Work item - What do the lines say, reproduced word for word, from the first of the entries below through the line bearing "[(505, 50), (124, 82), (59, 138)]"?

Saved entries
= = = = =

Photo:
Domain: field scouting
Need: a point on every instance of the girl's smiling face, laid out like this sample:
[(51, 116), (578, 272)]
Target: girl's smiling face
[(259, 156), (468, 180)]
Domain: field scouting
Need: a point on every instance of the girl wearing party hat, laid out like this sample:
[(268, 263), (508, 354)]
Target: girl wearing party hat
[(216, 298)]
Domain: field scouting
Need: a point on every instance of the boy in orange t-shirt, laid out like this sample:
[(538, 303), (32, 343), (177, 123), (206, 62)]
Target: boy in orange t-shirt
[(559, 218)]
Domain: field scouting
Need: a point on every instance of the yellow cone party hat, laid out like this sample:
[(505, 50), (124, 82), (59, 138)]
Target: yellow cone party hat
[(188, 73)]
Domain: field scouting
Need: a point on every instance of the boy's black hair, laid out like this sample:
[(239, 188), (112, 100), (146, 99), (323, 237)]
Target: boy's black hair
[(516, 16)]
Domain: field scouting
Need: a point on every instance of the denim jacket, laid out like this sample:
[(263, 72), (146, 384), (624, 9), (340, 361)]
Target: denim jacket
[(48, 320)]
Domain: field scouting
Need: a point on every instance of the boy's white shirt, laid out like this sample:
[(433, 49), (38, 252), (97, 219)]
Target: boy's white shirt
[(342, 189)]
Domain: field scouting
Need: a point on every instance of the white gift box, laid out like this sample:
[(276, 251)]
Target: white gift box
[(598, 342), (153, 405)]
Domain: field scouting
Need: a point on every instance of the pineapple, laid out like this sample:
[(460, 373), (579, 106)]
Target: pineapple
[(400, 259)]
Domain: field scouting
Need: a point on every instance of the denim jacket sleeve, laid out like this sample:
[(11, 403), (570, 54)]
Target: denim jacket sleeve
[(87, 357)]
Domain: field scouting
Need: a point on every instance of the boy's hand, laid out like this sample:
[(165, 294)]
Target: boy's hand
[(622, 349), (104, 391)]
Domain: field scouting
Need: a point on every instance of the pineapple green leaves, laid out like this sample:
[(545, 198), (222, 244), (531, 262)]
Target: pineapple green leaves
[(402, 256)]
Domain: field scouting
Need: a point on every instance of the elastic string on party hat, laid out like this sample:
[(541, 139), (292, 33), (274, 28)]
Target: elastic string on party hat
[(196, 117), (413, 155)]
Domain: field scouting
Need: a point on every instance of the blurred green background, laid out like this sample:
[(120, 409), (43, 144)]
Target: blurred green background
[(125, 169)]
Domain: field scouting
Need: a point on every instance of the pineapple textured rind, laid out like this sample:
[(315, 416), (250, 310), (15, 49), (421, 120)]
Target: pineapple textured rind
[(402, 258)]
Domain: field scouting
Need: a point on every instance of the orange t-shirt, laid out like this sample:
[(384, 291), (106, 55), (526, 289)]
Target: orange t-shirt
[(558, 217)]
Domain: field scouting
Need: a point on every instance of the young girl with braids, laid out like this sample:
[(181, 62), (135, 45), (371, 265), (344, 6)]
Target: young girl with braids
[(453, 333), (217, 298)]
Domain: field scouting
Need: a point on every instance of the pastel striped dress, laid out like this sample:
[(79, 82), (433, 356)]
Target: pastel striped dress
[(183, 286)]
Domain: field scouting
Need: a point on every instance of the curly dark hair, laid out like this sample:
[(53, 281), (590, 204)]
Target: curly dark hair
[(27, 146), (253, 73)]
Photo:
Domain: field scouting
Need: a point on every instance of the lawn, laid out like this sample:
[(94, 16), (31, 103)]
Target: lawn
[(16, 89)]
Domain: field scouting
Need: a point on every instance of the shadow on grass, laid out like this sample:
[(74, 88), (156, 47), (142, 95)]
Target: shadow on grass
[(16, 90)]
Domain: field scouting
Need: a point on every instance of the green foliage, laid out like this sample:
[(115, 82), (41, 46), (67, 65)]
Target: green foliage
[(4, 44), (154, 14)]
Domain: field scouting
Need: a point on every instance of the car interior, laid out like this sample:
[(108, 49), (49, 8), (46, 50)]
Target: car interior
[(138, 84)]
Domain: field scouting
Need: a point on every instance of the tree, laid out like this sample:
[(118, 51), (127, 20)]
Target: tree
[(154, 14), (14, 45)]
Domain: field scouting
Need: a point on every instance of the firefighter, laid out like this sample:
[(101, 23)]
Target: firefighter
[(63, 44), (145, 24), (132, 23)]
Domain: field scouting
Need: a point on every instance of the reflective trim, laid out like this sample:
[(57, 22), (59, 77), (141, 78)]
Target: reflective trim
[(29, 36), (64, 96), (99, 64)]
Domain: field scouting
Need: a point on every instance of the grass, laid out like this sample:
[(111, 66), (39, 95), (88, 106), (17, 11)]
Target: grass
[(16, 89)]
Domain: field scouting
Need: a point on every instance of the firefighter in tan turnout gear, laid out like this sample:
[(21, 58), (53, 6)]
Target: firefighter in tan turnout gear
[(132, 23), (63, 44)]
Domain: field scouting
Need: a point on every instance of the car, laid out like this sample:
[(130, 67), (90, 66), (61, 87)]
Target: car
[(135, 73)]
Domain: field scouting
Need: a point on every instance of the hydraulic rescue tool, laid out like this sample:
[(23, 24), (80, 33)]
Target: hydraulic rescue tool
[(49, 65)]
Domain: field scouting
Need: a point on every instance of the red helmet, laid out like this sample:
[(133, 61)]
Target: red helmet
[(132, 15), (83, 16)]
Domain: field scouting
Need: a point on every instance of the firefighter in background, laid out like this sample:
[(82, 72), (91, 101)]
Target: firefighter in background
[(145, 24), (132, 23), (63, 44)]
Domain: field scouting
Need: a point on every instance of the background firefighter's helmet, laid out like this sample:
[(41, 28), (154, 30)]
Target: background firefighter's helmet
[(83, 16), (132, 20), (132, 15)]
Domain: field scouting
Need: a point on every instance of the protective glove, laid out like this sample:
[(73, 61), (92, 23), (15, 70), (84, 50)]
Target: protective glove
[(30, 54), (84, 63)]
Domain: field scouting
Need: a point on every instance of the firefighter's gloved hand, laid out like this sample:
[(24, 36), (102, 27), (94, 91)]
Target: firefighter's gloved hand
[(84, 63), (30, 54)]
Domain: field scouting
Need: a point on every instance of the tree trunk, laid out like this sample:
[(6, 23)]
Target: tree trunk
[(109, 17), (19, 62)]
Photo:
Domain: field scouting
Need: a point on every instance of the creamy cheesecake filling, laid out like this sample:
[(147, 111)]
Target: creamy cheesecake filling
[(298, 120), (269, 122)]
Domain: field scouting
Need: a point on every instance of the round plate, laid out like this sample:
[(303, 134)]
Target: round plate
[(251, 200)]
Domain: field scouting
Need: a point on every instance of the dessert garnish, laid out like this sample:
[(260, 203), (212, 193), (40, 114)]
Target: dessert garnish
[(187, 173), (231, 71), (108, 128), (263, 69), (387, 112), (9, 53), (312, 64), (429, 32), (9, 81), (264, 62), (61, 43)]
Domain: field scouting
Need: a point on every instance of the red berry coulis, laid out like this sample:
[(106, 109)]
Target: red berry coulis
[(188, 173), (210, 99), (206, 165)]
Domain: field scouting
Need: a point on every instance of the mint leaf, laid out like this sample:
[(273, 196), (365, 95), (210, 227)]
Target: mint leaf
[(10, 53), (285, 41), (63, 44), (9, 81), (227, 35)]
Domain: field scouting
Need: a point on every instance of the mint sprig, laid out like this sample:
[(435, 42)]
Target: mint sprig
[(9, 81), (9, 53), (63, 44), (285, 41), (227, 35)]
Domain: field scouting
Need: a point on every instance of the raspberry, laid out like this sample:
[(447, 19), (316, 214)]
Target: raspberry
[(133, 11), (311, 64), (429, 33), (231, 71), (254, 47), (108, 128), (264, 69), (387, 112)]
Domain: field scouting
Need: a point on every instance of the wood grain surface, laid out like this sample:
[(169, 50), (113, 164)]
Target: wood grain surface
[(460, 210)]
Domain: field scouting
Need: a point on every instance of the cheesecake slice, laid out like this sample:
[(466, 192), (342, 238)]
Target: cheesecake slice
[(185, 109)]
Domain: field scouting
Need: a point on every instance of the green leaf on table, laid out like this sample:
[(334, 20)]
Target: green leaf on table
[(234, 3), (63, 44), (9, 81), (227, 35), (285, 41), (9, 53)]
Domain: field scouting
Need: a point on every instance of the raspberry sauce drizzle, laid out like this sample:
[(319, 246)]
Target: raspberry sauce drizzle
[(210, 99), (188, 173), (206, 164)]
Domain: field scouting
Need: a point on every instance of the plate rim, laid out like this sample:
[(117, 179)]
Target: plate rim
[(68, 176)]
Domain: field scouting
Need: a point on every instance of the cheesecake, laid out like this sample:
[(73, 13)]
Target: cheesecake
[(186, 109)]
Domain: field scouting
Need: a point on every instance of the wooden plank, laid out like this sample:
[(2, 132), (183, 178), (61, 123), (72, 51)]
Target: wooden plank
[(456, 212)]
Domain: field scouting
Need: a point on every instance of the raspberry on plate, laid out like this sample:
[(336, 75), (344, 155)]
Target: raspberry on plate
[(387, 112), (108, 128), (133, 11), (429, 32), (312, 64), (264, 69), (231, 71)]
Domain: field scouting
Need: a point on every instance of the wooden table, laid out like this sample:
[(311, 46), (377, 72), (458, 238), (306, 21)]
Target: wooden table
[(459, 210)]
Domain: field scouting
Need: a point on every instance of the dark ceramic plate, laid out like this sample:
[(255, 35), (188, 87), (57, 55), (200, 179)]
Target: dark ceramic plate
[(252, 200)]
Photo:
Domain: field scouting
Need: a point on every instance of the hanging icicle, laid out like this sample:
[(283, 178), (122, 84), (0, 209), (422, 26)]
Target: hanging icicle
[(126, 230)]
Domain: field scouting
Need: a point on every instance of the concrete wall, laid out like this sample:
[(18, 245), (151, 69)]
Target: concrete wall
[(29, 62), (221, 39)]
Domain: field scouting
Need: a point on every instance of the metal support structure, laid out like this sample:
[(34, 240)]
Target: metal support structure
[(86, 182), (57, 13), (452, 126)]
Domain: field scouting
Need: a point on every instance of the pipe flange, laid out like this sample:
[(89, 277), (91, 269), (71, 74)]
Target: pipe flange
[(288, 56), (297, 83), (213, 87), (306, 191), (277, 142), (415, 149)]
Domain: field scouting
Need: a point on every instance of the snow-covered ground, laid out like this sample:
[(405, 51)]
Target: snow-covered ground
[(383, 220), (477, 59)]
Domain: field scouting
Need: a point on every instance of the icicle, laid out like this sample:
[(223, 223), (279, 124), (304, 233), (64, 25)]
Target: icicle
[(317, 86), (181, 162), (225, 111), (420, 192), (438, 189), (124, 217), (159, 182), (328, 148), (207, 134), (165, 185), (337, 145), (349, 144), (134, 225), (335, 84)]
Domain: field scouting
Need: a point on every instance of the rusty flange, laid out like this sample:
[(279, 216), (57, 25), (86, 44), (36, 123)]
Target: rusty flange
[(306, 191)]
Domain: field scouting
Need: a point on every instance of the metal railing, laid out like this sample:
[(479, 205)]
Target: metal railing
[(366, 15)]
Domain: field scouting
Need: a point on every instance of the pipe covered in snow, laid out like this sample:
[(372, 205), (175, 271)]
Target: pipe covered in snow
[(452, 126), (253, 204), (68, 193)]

= = = = =

Output -
Photo:
Domain: field scouting
Need: a point on every instance of the girl's smiling face, laid out like this sample:
[(51, 116), (578, 272)]
Target: girl's smiling face
[(259, 156), (468, 180)]
Domain: field scouting
Need: a point on every instance of the girl wearing party hat, laid out like this sample:
[(268, 263), (508, 354)]
Target: girl wearing party hat
[(216, 298)]
Domain: field scouting
Need: a point on every instance of the boy in orange t-shirt, laid out like this sample:
[(538, 303), (32, 343), (177, 123), (206, 62)]
Target: boy in orange t-shirt
[(559, 218)]
Domain: field scouting
Need: a point on every instance of the yellow cone party hat, laid out like this sample:
[(505, 50), (124, 82), (59, 138)]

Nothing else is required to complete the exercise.